>> start INFORMATION PROVIDED
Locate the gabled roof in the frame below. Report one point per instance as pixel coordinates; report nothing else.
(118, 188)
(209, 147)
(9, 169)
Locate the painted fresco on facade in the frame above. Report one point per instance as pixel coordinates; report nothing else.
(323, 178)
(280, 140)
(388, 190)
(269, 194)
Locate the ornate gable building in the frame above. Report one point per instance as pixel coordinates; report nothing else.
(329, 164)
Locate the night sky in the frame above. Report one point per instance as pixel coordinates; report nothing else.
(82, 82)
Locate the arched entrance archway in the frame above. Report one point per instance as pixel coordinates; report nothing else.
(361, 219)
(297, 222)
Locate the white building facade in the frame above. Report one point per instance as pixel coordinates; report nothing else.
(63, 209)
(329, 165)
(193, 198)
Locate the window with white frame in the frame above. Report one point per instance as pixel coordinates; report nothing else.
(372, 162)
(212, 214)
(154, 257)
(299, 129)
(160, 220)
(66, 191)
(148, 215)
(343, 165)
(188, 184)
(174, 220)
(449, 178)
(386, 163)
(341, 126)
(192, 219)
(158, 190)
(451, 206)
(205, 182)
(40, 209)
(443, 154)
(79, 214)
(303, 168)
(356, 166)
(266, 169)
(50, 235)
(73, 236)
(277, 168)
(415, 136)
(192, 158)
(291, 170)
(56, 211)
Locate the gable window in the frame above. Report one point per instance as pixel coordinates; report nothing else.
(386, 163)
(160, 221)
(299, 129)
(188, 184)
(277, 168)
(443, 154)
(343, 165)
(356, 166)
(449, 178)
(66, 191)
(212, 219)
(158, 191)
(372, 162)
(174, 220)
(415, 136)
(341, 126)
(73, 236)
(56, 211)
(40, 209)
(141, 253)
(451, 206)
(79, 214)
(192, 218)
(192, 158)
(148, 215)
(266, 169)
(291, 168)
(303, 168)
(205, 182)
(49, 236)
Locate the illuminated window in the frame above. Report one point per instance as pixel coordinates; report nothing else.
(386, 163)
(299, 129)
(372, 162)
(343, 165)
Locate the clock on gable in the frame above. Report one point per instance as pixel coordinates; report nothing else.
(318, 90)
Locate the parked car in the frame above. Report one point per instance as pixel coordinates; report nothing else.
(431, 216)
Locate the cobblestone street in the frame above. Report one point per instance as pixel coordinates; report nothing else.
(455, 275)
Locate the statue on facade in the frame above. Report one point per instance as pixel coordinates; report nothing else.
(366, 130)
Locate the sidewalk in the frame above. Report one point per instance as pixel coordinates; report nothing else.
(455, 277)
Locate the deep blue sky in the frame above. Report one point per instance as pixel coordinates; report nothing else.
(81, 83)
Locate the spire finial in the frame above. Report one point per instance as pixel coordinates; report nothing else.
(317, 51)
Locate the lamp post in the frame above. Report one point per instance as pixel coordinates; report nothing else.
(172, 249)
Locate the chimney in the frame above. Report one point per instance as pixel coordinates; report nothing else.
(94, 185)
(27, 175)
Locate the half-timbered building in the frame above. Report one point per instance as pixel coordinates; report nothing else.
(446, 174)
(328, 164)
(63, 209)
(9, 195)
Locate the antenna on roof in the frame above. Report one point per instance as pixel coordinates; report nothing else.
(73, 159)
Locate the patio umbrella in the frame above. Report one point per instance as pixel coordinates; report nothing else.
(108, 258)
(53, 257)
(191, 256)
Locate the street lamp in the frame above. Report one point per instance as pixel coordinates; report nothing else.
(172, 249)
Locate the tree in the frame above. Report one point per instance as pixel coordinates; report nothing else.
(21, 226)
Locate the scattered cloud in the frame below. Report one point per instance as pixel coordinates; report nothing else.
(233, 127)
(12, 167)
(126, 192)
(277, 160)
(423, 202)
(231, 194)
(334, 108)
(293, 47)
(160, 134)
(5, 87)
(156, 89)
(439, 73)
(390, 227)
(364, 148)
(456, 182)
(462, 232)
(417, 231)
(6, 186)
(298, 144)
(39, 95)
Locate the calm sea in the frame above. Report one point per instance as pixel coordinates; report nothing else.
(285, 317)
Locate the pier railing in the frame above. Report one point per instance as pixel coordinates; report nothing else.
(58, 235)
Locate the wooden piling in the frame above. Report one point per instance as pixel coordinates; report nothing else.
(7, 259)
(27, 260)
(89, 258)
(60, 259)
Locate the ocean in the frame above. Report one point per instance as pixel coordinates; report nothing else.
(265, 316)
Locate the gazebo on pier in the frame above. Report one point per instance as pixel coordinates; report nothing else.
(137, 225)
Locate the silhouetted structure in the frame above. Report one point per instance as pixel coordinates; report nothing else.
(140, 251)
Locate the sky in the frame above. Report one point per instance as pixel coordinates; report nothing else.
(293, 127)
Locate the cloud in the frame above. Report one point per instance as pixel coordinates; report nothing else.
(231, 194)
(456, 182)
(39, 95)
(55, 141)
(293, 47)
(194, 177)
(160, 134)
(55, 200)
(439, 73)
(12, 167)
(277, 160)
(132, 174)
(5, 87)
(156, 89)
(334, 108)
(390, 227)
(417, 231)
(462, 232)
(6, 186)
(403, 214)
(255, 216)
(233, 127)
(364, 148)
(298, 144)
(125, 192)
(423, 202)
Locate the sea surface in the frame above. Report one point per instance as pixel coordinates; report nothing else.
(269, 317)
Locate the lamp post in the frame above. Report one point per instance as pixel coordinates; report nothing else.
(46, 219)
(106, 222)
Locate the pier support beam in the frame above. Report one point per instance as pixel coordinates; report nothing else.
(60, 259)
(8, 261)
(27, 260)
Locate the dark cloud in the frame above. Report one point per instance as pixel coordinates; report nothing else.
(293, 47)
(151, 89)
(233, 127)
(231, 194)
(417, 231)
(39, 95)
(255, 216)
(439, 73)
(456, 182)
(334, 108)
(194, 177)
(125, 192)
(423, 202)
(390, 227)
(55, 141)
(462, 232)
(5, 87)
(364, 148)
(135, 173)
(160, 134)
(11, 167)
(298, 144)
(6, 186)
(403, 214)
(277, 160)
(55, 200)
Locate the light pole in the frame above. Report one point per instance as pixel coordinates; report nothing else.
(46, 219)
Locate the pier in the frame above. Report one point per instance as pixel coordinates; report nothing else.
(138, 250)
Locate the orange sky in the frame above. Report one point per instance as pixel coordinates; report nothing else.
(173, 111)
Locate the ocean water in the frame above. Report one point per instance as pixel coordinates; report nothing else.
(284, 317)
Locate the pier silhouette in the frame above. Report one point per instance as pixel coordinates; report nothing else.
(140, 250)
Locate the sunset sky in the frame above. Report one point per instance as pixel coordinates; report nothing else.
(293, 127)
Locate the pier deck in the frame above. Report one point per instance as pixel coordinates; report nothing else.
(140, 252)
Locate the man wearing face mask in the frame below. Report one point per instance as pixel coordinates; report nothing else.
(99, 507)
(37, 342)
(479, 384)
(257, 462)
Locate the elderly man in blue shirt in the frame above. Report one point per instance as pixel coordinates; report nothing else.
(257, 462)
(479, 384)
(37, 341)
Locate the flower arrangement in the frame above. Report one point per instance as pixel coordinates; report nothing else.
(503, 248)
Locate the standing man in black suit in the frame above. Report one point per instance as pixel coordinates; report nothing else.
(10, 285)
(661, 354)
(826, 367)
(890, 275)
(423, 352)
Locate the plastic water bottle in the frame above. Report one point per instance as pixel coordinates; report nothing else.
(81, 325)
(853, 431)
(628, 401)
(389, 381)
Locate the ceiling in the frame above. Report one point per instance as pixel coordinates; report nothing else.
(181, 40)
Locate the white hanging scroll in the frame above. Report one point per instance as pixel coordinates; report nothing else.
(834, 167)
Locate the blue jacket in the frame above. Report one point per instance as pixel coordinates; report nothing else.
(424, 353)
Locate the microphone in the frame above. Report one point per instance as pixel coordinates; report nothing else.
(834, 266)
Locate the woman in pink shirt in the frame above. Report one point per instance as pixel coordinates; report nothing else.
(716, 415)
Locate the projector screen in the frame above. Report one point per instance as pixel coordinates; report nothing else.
>> end INFORMATION PROVIDED
== PROBLEM STATEMENT ==
Set down only these lines, exactly: the line containing "Locate the sunset" and each line after it, through the end of the listing.

== OUTPUT FOR THIS EXERCISE ==
Locate the sunset sky in the frame above. Report one point per instance as pixel coordinates; report nothing else.
(293, 127)
Locate the pier deck in the frame above. Report one point per instance as pixel coordinates; report nothing else.
(140, 252)
Locate the man wearing face mask in the frame below. Report one point per instance as pixel coordinates; report nothing else.
(99, 507)
(37, 342)
(479, 384)
(257, 462)
Locate the elderly man in blue shirt in the frame above. Report one point per instance as pixel coordinates; report nothing else.
(257, 462)
(479, 384)
(37, 341)
Locate the flower arrangement in the frame above. Report one point per instance as pixel coordinates; report nothing else.
(503, 248)
Locate the standing man in black suit in the frame above. Report one point per instance as pixel coordinates; report nothing else.
(10, 285)
(661, 354)
(826, 367)
(890, 275)
(423, 352)
Locate the plastic water bottle in the frame above. Report one point per instance as pixel coordinates; report nothing else.
(81, 325)
(853, 431)
(628, 401)
(389, 381)
Locate the ceiling in the frame above. Report one point per instance as pixel coordinates; report nothing else.
(181, 40)
Locate the white hanging scroll in the frame above. Report one point per instance as pixel coordinates; report nothing else.
(834, 167)
Locate the blue jacket in the frame above. Report one point per instance as pixel coordinates; report nothing else.
(424, 353)
Locate the microphone in the frame above. Report one point per instance as pixel coordinates; report nothing else.
(834, 266)
Locate the woman in pink shirt in the frame above. Report one point per instance as pixel coordinates; report nothing else.
(716, 415)
Locate the projector screen in the frame above. Report one point per instance as pixel coordinates; report nothing else.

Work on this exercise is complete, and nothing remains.